SHORT EXERCISE. Rewrite the opening-day blog entry from "By 7:30 this" to "for the worse.", swapping "shower" for "bath" each time it occurs.
++++ PASSAGE TO READ
Monday, August 31, 2009

Opening Day

By 7:30 this morning, I knew delay of game was inevitable. My fantasy of an 8:30 a.m. start faded quickly as my younger and I read yet another chapter of his current favorite Avi book, one of the beloved Poppy series. My older had a late night, I mused, and he'd be a more enthused about learning after more sleep. And, after all, our schedule was light this week. Not to mention, a benefit of homeschooling is NOT being ready for the all-too-early bus.


I hit the shower by 8:00, sealing the certainty that our start would be at least a half-hour late. I woke my older after my shower, we ate breakfast together, and still we dallied. Coaxing the boys through teeth-brushing, bed-making, and dressing brought us to 9:30, although my Facebook visit probably influenced our speed for the worse.


Our start was anticlimactic, at best. No special breakfast, opening words, wishes for the new year or the like. My older helped picked a quote for our homeschool (Thoreau Academy, not that we needed a name after four years of homeschooling.). The Thoreau selection: "If one advances confidently in the direction of his dreams, and endeavors to live the life which he has imagined, he will meet with a success unexpected in common hours." After deciding on that, we moved on to geometry, Latin, handwriting, and more.

No extra innings and the rain held off -- the boys move fairly quickly through their lists, with whining kept to a minimum and limited to the younger son. To him, the best part of our opening day was the delay itself. Through a snuggle and a story, he found happiness in the common hours of our first day back to homeschooling. Sounds like success to me.


Tuesday, August 11, 2009

Hair

Last March, I started growing my hair out, a process I generally despise. It's awkward, messy, annoying, and, come summer, hot. Too short to put up but too long to be on the neck when the temperature soars. Yuck.

Why bother? When, in her mid-thirties, my mother cut her hair, , she explained that she was too old for long hair, that long hair was for younger women. I digested this bit of adult-lore, grew mine out (painfully) only to cut it off a few years later, tired of all that, well, hair. I repeated the process in college, this time after a socially crippling perm-- think brunette Bozo.
++++++++
++++ GIVEN ENTRIES
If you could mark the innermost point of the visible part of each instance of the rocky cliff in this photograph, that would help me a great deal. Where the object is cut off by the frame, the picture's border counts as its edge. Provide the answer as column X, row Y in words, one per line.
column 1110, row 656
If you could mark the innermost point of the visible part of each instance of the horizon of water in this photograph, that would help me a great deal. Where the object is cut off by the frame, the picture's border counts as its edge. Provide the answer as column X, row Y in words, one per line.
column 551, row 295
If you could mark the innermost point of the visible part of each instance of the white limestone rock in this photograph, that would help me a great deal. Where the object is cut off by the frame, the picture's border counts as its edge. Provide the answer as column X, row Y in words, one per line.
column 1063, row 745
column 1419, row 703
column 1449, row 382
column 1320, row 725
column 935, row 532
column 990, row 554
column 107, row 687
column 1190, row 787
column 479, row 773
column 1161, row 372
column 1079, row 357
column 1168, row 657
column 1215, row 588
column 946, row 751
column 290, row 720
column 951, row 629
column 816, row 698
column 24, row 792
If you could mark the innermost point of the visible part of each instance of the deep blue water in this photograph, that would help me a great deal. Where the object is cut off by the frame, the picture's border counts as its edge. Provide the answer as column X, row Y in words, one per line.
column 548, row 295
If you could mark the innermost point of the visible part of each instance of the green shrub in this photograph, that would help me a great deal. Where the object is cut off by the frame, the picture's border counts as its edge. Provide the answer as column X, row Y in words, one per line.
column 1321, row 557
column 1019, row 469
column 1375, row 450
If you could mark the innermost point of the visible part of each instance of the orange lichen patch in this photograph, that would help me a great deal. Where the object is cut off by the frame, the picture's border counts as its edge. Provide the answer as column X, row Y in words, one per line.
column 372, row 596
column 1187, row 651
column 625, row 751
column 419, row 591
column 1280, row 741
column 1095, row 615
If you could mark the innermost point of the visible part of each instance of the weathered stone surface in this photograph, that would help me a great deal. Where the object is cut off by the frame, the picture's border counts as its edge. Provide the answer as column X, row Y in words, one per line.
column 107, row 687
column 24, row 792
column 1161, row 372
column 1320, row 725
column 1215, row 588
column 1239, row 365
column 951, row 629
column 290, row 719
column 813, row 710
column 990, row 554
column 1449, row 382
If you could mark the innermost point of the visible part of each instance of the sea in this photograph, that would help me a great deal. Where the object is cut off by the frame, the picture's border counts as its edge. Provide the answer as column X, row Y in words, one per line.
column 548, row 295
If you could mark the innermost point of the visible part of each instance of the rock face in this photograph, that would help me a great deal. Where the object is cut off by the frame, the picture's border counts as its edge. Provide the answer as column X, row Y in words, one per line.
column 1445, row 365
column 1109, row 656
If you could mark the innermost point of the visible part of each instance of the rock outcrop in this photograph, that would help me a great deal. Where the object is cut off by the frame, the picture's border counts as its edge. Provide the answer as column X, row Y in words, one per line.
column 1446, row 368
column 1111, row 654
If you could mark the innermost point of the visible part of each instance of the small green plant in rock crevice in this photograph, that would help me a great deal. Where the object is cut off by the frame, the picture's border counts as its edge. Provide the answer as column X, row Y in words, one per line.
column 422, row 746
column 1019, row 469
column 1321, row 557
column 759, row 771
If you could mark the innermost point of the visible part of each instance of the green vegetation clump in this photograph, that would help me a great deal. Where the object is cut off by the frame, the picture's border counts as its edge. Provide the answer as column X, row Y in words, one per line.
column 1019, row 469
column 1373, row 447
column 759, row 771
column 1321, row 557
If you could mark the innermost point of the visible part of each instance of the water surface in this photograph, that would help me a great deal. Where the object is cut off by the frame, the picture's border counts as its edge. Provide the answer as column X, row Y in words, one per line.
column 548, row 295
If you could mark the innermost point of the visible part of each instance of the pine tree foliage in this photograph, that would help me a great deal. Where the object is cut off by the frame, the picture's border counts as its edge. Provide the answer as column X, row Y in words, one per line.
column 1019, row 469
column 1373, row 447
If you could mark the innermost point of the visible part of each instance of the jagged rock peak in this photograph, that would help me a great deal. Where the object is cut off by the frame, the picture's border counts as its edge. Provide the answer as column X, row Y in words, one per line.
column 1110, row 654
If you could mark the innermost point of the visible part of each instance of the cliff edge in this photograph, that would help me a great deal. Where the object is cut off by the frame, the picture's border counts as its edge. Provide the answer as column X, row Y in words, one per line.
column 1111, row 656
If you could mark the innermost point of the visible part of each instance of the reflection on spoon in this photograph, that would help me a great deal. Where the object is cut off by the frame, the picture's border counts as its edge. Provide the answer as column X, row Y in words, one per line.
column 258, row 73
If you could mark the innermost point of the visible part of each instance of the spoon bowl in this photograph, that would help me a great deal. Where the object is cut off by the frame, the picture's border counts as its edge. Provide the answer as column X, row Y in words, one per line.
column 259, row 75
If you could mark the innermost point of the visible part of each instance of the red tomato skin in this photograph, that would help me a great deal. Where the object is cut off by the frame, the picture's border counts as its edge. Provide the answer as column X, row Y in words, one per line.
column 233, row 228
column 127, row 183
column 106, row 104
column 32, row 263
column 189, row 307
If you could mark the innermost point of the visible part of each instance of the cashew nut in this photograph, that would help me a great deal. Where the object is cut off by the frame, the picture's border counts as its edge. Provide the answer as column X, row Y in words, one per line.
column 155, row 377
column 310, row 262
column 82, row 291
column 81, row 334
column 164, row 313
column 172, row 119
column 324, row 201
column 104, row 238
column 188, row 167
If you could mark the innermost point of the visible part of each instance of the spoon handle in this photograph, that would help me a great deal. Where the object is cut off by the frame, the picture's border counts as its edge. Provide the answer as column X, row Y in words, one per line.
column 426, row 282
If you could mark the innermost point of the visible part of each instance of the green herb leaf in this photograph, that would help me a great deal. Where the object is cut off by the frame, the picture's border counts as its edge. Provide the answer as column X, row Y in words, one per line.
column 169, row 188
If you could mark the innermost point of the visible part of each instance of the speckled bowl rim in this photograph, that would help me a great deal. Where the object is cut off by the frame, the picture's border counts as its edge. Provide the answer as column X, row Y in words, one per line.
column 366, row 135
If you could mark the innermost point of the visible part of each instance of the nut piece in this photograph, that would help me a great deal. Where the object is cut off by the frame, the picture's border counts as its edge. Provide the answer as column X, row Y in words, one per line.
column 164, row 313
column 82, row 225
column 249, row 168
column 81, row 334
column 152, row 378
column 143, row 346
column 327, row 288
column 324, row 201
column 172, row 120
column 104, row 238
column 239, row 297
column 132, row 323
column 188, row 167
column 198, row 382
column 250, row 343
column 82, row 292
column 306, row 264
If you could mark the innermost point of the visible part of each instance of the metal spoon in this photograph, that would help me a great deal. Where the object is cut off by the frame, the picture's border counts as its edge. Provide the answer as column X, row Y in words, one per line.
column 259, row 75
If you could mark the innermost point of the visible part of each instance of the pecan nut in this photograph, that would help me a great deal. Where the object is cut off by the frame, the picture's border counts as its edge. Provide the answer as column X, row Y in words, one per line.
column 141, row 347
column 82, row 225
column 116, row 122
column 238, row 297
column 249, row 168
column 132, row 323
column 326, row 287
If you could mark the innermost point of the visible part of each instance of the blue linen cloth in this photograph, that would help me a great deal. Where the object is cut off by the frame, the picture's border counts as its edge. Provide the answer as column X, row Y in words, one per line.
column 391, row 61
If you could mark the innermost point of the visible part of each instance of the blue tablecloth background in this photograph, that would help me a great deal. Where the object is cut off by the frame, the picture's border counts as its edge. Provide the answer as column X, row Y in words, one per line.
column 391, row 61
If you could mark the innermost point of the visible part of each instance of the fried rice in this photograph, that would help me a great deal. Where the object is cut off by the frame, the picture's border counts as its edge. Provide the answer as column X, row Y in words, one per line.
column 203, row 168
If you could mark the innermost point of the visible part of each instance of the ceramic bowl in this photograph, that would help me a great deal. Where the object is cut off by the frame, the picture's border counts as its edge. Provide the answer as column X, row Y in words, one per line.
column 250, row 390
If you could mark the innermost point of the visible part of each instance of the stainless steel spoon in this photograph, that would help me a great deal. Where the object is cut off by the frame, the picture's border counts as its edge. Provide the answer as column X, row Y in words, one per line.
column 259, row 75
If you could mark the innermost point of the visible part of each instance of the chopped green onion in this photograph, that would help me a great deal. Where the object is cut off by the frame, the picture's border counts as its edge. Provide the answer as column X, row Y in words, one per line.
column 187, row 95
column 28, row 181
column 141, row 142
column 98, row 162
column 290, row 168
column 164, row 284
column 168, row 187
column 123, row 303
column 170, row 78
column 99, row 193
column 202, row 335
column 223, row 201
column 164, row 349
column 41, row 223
++++++++
RESULT BELOW.
By 7:30 this morning, I knew delay of game was inevitable. My fantasy of an 8:30 a.m. start faded quickly as my younger and I read yet another chapter of his current favorite Avi book, one of the beloved Poppy series. My older had a late night, I mused, and he'd be a more enthused about learning after more sleep. And, after all, our schedule was light this week. Not to mention, a benefit of homeschooling is NOT being ready for the all-too-early bus.


I hit the bath by 8:00, sealing the certainty that our start would be at least a half-hour late. I woke my older after my bath, we ate breakfast together, and still we dallied. Coaxing the boys through teeth-brushing, bed-making, and dressing brought us to 9:30, although my Facebook visit probably influenced our speed for the worse.